**Assignment**
Search the listing for the string "below". Copy every line that has it.

**Dataset content**
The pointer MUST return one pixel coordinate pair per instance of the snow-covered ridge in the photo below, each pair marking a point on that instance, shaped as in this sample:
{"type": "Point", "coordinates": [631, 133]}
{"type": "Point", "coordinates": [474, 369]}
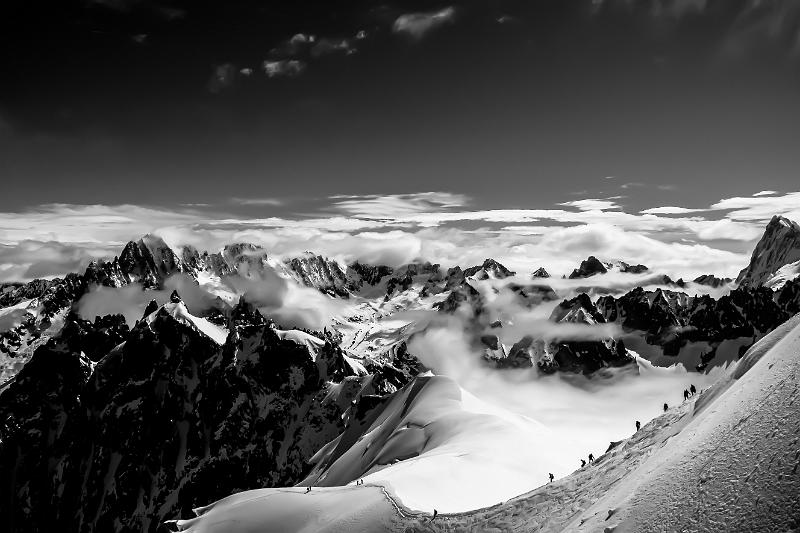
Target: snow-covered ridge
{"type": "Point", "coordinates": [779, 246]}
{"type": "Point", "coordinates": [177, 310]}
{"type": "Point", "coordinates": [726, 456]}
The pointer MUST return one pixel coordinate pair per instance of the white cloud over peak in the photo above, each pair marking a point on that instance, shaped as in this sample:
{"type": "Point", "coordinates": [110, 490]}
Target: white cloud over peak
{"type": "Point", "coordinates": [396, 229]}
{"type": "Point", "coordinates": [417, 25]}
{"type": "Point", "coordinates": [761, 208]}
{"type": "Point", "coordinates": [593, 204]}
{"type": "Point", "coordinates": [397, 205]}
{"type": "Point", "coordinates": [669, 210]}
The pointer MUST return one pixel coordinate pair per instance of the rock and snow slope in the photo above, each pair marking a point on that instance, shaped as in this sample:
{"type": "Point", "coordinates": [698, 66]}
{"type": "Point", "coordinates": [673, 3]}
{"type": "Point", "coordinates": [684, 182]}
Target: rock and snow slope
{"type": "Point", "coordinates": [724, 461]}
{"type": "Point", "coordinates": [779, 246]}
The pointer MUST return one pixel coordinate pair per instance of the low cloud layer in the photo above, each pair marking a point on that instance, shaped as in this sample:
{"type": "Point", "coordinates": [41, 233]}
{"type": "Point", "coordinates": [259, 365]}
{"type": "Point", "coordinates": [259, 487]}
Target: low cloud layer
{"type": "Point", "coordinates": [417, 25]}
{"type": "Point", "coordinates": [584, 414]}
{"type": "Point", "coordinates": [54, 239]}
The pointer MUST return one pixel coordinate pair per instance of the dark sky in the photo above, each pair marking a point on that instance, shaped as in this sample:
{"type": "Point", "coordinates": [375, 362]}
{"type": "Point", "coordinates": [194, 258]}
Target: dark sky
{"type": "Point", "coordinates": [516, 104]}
* * *
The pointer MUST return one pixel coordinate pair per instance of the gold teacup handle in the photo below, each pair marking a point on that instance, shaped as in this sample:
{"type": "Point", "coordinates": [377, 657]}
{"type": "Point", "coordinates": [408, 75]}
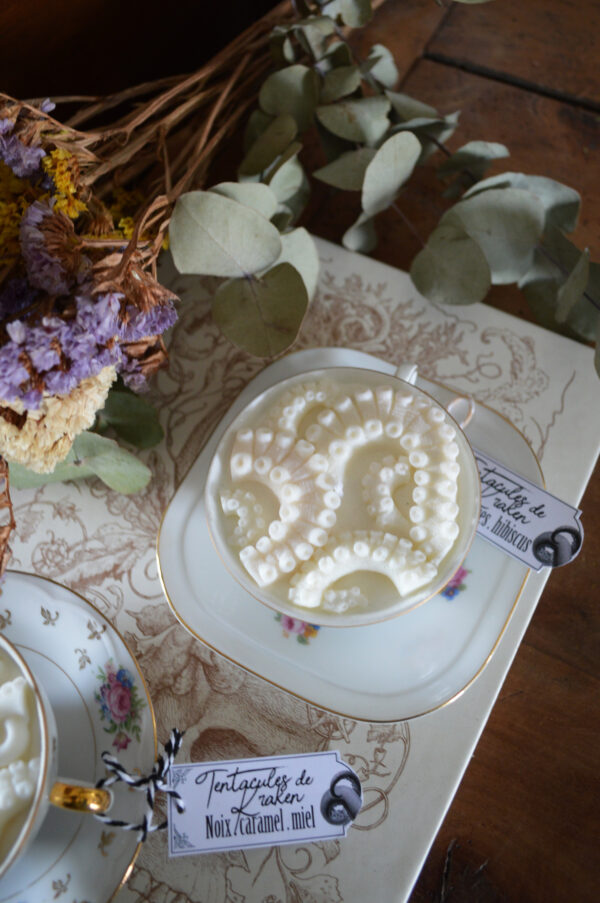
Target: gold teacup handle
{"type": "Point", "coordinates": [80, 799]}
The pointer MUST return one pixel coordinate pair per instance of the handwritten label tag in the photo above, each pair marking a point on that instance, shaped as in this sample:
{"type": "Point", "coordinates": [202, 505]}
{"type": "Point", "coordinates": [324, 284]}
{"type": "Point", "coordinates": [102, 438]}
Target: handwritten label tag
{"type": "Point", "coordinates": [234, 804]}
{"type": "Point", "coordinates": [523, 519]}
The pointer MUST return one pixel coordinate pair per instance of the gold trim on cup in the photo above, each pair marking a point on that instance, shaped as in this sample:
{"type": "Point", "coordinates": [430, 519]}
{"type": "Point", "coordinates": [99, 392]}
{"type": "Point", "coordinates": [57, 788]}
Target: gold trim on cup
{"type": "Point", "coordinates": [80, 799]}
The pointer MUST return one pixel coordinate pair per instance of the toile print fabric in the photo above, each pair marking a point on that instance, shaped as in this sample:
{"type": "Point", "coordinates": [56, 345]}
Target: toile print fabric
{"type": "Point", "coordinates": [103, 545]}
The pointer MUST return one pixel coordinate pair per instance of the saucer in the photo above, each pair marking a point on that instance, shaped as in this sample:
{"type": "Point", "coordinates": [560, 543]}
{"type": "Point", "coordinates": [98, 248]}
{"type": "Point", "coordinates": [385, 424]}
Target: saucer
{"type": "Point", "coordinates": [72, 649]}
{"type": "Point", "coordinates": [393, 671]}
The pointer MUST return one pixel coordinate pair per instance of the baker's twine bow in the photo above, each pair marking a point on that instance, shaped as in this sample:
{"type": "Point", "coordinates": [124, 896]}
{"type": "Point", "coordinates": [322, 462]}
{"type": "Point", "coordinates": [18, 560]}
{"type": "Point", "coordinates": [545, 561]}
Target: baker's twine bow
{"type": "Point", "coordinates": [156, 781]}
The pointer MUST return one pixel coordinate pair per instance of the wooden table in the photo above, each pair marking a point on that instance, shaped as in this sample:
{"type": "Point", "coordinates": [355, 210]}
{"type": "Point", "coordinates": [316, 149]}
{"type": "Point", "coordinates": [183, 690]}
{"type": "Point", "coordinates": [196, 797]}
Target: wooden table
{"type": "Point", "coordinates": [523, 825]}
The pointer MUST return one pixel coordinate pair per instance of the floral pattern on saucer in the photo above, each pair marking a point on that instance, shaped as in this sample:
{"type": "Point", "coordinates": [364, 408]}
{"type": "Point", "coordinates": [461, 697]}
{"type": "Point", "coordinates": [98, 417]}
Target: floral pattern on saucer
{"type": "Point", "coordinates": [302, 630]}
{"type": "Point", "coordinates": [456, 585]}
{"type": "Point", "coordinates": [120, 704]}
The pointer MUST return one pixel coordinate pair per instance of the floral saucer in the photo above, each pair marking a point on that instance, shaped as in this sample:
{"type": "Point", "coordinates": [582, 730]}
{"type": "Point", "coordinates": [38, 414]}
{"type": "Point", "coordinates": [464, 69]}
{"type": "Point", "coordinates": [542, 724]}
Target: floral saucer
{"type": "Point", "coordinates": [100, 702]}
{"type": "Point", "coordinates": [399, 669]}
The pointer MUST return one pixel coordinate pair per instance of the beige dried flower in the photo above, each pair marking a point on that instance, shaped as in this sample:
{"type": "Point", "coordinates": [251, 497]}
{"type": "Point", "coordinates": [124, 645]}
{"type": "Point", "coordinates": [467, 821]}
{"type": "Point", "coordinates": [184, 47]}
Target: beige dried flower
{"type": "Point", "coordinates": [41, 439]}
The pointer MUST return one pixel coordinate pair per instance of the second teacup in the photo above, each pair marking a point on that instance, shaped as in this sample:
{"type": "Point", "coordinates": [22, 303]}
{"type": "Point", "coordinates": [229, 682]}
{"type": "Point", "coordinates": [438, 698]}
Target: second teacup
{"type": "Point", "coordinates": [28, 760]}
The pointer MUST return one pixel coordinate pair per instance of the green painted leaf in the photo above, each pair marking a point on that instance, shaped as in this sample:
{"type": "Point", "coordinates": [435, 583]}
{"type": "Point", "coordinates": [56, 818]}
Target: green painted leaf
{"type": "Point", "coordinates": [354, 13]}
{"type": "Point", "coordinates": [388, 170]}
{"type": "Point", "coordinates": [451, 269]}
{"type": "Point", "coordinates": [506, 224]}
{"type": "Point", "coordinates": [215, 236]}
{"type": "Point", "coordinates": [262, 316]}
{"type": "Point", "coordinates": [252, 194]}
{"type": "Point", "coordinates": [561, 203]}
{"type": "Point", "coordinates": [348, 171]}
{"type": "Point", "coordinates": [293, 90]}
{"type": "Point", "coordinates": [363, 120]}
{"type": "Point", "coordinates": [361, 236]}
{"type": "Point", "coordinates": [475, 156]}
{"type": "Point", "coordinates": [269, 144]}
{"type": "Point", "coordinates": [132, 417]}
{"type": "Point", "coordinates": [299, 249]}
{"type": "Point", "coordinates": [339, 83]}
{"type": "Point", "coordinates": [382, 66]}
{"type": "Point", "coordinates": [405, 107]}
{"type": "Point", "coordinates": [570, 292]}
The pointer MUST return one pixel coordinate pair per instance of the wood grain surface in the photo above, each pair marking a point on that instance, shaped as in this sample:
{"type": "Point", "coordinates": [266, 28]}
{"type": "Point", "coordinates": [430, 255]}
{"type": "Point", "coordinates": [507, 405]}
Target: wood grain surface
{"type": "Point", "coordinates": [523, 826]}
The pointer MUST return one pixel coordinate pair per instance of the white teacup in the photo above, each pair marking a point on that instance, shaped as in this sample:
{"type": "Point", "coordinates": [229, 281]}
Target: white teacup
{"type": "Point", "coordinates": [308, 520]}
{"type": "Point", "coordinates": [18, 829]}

**Reply to the exercise**
The pointer MUST return one pixel coordinate pair per instance of the snow-covered ridge in the photo below, each pair marking a point on that instance, shaped as in this sample:
The pointer MUST return one pixel coordinate pair per instance of the gold teacup handle in the photo below, each pair marking a point on that instance, shaped as in this sample:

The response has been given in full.